**Dataset records**.

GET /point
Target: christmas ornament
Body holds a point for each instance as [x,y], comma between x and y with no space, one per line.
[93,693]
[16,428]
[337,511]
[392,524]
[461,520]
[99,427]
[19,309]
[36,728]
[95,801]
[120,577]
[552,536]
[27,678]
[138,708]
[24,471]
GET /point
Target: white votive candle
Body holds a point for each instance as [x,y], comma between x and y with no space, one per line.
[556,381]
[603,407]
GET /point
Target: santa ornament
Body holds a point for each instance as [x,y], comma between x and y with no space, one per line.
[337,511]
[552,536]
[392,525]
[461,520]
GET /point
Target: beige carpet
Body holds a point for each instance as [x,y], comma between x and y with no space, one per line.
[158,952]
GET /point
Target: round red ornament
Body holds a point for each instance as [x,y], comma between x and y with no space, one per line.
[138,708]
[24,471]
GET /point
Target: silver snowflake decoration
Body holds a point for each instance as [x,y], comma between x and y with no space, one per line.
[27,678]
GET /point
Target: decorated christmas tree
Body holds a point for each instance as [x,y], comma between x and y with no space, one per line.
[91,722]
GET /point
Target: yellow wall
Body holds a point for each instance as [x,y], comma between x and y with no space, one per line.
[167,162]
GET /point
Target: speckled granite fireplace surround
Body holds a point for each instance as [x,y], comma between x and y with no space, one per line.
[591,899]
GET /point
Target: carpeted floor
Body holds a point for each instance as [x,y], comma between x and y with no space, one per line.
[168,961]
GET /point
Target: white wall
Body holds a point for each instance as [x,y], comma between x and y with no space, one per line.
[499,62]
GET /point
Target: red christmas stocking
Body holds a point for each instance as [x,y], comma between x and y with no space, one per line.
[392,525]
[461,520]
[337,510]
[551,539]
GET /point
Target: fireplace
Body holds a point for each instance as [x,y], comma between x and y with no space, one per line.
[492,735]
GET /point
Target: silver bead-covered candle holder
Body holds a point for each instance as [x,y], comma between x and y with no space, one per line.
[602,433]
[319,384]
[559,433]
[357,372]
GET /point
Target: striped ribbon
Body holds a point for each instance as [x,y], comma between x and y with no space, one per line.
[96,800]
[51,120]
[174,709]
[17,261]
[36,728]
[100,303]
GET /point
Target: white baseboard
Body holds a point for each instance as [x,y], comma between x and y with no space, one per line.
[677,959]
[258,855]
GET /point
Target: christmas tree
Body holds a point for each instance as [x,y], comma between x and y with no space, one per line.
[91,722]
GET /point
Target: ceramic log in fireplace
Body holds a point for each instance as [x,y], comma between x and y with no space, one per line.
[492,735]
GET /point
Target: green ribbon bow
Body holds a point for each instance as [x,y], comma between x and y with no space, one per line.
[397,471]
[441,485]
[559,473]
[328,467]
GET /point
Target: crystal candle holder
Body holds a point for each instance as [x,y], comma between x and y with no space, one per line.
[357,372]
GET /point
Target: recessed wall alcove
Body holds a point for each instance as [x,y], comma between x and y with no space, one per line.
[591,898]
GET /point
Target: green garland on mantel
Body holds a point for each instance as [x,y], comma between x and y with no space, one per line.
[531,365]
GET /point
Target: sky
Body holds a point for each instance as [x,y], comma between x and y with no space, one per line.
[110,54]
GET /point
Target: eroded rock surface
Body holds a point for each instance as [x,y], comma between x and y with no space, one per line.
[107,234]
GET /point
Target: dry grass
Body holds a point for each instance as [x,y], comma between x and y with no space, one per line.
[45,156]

**Exercise details**.
Return all of the entries exactly as they were supplied.

**Answer in full**.
GET /point
Target: christmas ornament
Body holds a point for each instance as [x,y], comma between x and y with no space, one per line.
[93,693]
[16,428]
[337,511]
[392,524]
[461,520]
[99,427]
[19,309]
[36,728]
[95,801]
[120,577]
[552,536]
[27,678]
[138,708]
[24,471]
GET /point
Target: white votive candle
Body holds a point for each instance as [x,y], comma between x and y with no space, one per line.
[556,381]
[603,407]
GET /point
Target: santa ornament
Body holds a point for each instance as [x,y], comma between x and y with no space, one per line.
[337,511]
[552,536]
[392,525]
[461,520]
GET /point
Target: beige carpet
Body holds a point for each instance as [x,y], comma between x and y with no space, one per line.
[158,952]
GET /point
Target: round red ornament
Body holds a point for each instance as [x,y], comma between x and y with no space, one per line.
[138,708]
[24,471]
GET /point
Target: silver snowflake decoration
Body holds a point for each instance as [x,y], comma between x and y with no space, one per line.
[27,678]
GET /point
Target: decorated christmas tree
Body holds a point for each instance as [x,y], comma between x and y with no space, one per line.
[91,722]
GET /point
Target: yellow wall
Body holds a point for each instance as [x,y], comma between x and y with no space, one per line.
[167,162]
GET /point
Target: speckled granite fireplace surround
Body holds a point for each instance as [x,y], comma between x and y with no space, one per line.
[591,899]
GET /point
Target: carpeted floor
Body holds a point for each instance as [x,y], comma between x and y with no space, one per line.
[168,961]
GET /point
Target: white wall
Body holds a point for each instance as [x,y], comma between x and y with no space, one per line.
[499,62]
GET /point
Target: red christmas stocking
Body holds a point for each instance as [x,y], comma between x and y with no space, one per line.
[392,525]
[461,520]
[337,510]
[551,539]
GET /point
Target: fireplace
Body holds a point for each instance as [x,y], comma between x and y with no space, one per line.
[492,735]
GET /point
Target: silver bead-covered candle holder
Body holds a point for each instance as [x,y], comma between x and y with no space, one per line.
[602,433]
[319,384]
[559,433]
[357,372]
GET /point
Target: striped ribbon
Body holds a point for each instance as [x,y], comma between x and y with no space, one per line.
[96,800]
[51,120]
[174,709]
[17,261]
[36,728]
[100,303]
GET /point
Target: white baseboard
Body holds a point for each instance as [x,y], comma between x and y with no space, one per line.
[677,959]
[258,855]
GET /point
Target: christmas tree
Body holds a point for each instance as [x,y], comma between x and y with no space, one per line.
[91,722]
GET /point
Target: ceramic log in fireplace
Body holds a point for each instance as [x,y], comma between x and y with no space, one per line.
[492,735]
GET /point
Target: green ribbon bow
Body holds a point for each instance as [x,y], comma between x and y with no space, one per line.
[397,471]
[441,485]
[559,473]
[328,467]
GET /point
Target: crystal candle holder
Body holds a point for each instance as [x,y], comma between x and y with no space, one per line.
[357,372]
GET /point
Target: recessed wall alcove
Body holds a point for each instance as [x,y], comma between x and y with no space, one per line.
[591,898]
GET /point
Target: green garland on mantel
Body holds a point for each instance as [x,y], comma between x and y with no space, one per line.
[531,365]
GET /point
Target: sky
Body holds a point for each instance as [x,y], comma between x and y with no space, one per line.
[110,54]
GET /point
Target: eroded rock surface
Body holds a point for each instance as [x,y], comma between x and y with no space, one per line.
[107,234]
GET /point
Target: dry grass
Body holds a point for each instance as [x,y], comma between x and y with no space, one per line.
[45,156]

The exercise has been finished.